Passage to read >>
════════════════
Change handling of illegal vector types to widen when possible instead of

expanding: e.g. <2 x float> -> <4 x float> instead of -> 2 floats.  This
affects two places in the code: handling cross block values and handling
function return and arguments.  Since vectors are already widened by 
legalizetypes, this gives us much better code and unblocks x86-64 abi
and SPU abi work.

For example, this (which is a silly example of a cross-block value):
define <4 x float> @test2(<4 x float> %A) nounwind {
 %B = shufflevector <4 x float> %A, <4 x float> undef, <2 x i32> <i32 0, i32 1>
 %C = fadd <2 x float> %B, %B
  br label %BB
BB:
 %D = fadd <2 x float> %C, %C
 %E = shufflevector <2 x float> %D, <2 x float> undef, <4 x i32> <i32 0, i32 1, i32 undef, i32 undef>
 ret <4 x float> %E
}

Now compiles into:

_test2:                                 ## @test2
## BB#0:
 addps %xmm0, %xmm0
 addps %xmm0, %xmm0
 ret

previously it compiled into:

_test2:                                 ## @test2
## BB#0:
 addps %xmm0, %xmm0
 pshufd $1, %xmm0, %xmm1
                                        ## kill: XMM0<def> XMM0<kill> XMM0<def>
 insertps $0, %xmm0, %xmm0
 insertps $16, %xmm1, %xmm0
 addps %xmm0, %xmm0
 ret

This implements rdar://8230384

llvm-svn: 112101
This commit is contained in:
Chris Lattner 2010-08-25 22:49:25 +00:00
parent 9a68bccd0c
commit 75ff053497
5 changed files with 193 additions and 74 deletions

View File

@ -214,24 +214,59 @@ public:
/// ValueTypeActions - For each value type, keep a LegalizeAction enum
/// that indicates how instruction selection should deal with the type.
uint8_t ValueTypeActions[MVT::LAST_VALUETYPE];
LegalizeAction getExtendedTypeAction(EVT VT) const {
// Handle non-vector integers.
if (!VT.isVector()) {
assert(VT.isInteger() && "Unsupported extended type!");
unsigned BitSize = VT.getSizeInBits();
// First promote to a power-of-two size, then expand if necessary.
if (BitSize < 8 || !isPowerOf2_32(BitSize))
return Promote;
return Expand;
}
// If this is a type smaller than a legal vector type, promote to that
// type, e.g. <2 x float> -> <4 x float>.
if (VT.getVectorElementType().isSimple() &&
VT.getVectorNumElements() != 1) {
MVT EltType = VT.getVectorElementType().getSimpleVT();
unsigned NumElts = VT.getVectorNumElements();
while (1) {
// Round up to the nearest power of 2.
NumElts = (unsigned)NextPowerOf2(NumElts);
MVT LargerVector = MVT::getVectorVT(EltType, NumElts);
if (LargerVector == MVT()) break;
// If this the larger type is legal, promote to it.
════════════════
Data rows >>
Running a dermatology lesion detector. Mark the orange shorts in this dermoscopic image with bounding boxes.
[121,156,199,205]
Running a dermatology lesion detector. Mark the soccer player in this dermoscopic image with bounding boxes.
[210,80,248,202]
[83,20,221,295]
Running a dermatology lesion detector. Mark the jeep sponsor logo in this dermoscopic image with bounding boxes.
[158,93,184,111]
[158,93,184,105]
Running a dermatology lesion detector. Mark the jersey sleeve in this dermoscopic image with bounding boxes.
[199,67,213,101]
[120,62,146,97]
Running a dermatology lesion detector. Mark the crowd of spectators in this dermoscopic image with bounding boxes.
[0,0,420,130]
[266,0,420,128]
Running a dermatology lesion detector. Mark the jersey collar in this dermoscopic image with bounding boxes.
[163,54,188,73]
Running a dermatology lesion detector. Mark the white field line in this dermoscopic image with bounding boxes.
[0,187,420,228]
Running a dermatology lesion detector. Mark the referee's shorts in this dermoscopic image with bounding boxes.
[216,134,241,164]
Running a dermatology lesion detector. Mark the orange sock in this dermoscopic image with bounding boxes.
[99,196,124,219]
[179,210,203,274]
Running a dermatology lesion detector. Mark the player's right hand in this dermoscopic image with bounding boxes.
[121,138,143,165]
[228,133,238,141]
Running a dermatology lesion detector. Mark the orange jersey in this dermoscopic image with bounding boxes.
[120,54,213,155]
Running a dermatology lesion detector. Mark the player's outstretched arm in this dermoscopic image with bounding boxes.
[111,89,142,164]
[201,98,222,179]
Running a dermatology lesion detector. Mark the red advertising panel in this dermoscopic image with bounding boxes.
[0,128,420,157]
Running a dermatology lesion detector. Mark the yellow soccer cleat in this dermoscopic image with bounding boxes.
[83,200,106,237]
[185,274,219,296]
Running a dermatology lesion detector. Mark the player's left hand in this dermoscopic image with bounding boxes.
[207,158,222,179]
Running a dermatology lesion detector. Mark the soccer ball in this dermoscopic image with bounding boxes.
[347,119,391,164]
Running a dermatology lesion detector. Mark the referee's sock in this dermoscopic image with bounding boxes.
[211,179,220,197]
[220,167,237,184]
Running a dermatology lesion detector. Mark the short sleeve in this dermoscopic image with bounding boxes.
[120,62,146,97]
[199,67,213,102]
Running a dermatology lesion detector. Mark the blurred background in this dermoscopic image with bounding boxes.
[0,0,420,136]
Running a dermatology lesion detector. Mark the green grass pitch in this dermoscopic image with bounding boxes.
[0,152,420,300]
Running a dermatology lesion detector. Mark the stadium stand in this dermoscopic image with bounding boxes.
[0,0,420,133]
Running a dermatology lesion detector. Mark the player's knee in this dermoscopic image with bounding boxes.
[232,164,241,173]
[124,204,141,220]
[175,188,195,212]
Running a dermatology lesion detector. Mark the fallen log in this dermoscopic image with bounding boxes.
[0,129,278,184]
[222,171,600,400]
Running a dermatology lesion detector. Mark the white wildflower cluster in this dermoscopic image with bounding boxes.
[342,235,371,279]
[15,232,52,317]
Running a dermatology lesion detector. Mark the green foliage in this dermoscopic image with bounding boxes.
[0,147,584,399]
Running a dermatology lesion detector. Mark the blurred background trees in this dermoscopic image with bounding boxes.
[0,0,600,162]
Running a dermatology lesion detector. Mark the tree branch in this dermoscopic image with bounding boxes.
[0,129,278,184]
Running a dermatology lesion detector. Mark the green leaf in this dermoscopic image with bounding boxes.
════════════════
Goals >>
1. In the vector widening commit, why does widening illegal vector types give better code? Answer in one to three sentences.
2. Reproduce the part of the vector widening commit starting with "if (VT.getVectorElementType().isSimple() &&" and going on through "power of 2.".
3. According to the vector widening commit, how many additions and deletions did the change make?

Responses to the exercise >>
1. Vectors are already widened by legalizetypes, so widening illegal vector types here, for example turning <2 x float> into <4 x float> instead of expanding it into 2 floats, produces much better code. The change also unblocks x86-64 ABI and SPU ABI work.

2.
if (VT.getVectorElementType().isSimple() &&
VT.getVectorNumElements() != 1) {
MVT EltType = VT.getVectorElementType().getSimpleVT();
unsigned NumElts = VT.getVectorNumElements();
while (1) {
// Round up to the nearest power of 2.

3. 193 additions and 74 deletions.